• [Consignes]:
1. Recopiez à l'identique, dans le texte sur la péninsule arabique, tout ce qui va de « Diversité religieuse aussi : les » jusqu'à « sur les conquêtes. ».
2. Répondez brièvement à ces questions sur le texte sur la péninsule arabique :
(a) Quel animal les Arabes élèvent-ils surtout ?
(b) Dans quelle tribu Mahomet est-il né ?
(c) À quelle époque les préceptes de Mahomet ont-ils été fixés dans le Coran ?
3. Rédigez la suite du texte sur la péninsule arabique à partir de sa dernière phrase.

*** Document source

La péninsule arabique a vécu jusqu’au VIe siècle à l’écart des grandes civilisations méditerranéennes et asiatiques. Ce vaste territoire présente des aspects très variés. Le centre est un grand désert caillouteux avec une maigre végétation et de rares points d’eau, les oasis. Il est parcouru par les Arabes, tribus de pasteurs et de caravaniers. Ils élèvent des chèvres et des moutons mais surtout des chameaux qui permettent le transport et fournissent lait, laine et viande. Ces Arabes pratiquent le commerce à longue distance (caravanes), amenant dans l’empire byzantin les produits achetés dans le golfe Persique ou au Yémen à des marchands perses (épices, soieries, parfums) et éthiopiens (esclaves). Au sud-ouest, le Yémen est un royaume fertile (moussons). Au nord, les plaines, plus riches, sont vouées à l’agriculture.

Cette région n’a pas d’unité politique. A côté d’Etats organisés (Yémen au sud-ouest, empires byzantin et perse au nord et à l’est), subsistent des tribus du désert qui n’ont pas de liens politiques. Les guerres et surtout les razzias, sources de butin, y sont fréquentes.

Diversité religieuse aussi : les Arabes sont polythéistes. Ils adorent des djinns, sortes de divinités secondaires, présidées par un dieu principal à qui ils rendent un culte simple : offrandes et sacrifices mais surtout pèlerinage à La Mecque dont la Ka’ba (Pierre Noire) abrite les différents dieux de leur panthéon. Dans les oasis, on rencontre des juifs et des chrétiens surtout parmi les marchands, les artisans et les esclaves.

  1. Un empire fondé sur les conquêtes.
  2. Mahomet.

Né à La Mecque vers 570, dans la puissante tribu Quoraïch, Mahomet (Muhammad) pratique le commerce caravanier vers la Syrie byzantine au service d’une riche veuve, Khadidja, qu’il finit par épouser. Il bénéficie désormais de loisirs et il les consacre à la méditation religieuse. Vers 40 ans, il reçoit la « révélation » de l’archange Gabriel qui lui dicte la parole de Dieu et lui impose de la réciter autour de lui, en fondant ainsi une nouvelle religion, l’Islam. Les préceptes diffusés par Mahomet, qui ne savait ni lire ni écrire, seront fixés dans le Coran, sous le règne de ses successeurs, à la fin du VIIe siècle.

******
*** Données fournies

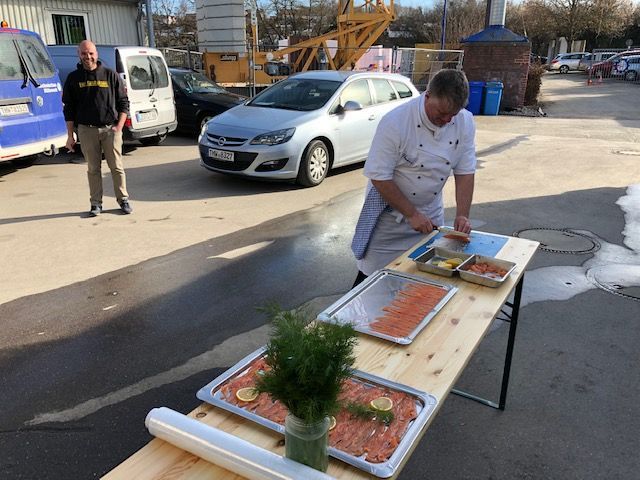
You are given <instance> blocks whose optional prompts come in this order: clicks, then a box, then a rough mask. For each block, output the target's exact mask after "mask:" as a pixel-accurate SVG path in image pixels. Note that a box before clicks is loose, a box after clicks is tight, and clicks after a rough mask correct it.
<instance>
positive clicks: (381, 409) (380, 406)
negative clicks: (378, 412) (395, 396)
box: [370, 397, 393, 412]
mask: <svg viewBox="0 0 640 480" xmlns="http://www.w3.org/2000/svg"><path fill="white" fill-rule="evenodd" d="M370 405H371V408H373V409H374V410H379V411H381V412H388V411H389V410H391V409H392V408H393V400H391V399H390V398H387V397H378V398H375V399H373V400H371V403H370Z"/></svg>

******

• [Réponses]:
1.
Diversité religieuse aussi : les Arabes sont polythéistes. Ils adorent des djinns, sortes de divinités secondaires, présidées par un dieu principal à qui ils rendent un culte simple : offrandes et sacrifices mais surtout pèlerinage à La Mecque dont la Ka’ba (Pierre Noire) abrite les différents dieux de leur panthéon. Dans les oasis, on rencontre des juifs et des chrétiens surtout parmi les marchands, les artisans et les esclaves.

  1. Un empire fondé sur les conquêtes.

2.
(a) Le chameau.
(b) La tribu Quoraïch.
(c) À la fin du VIIe siècle, sous le règne de ses successeurs.

3.
Soutenu par sa femme et quelques familiers, Mahomet commence sa prédication. Il inquiète ainsi les notables mecquois qui tiraient de gros profits du pèlerinage et des marchés qui l’entouraient.

En 622, ses fidèles et lui-même s’enfuient de La Mecque où ils ne sont plus en sécurité et ils s’installent à Yathrib qui devient Médine, la « ville » [du Prophète] : c’est l’hégire, début de l’ère musulmane. Dès ce moment, Mahomet associe pouvoir politique et religieux. Il se rallie peu à peu les tribus du désert et étend son autorité sur tout le centre et le Sid de l’Arabie. En 630, il s’estime assez fort pour s’imposer à La Mecque. D’abord mal reçu, il finit par l’emporter et il « récupère » le pèlerinage, transformant la Ka’ba en lieu du culte principal d’Allah. Désormais, on y vénère l’endroit d’où Abraham, le premier prophète est monté au ciel.

A la mort de Mahomet (632), la majeure partie de la péninsule arabique a adopté l’Islam. Les musulmans sont donc en contact direct avec deux grands empires : la Perse et Byzance.

  1. Les successeurs de Mahomet, l’expansion et les divisions de l’Islam.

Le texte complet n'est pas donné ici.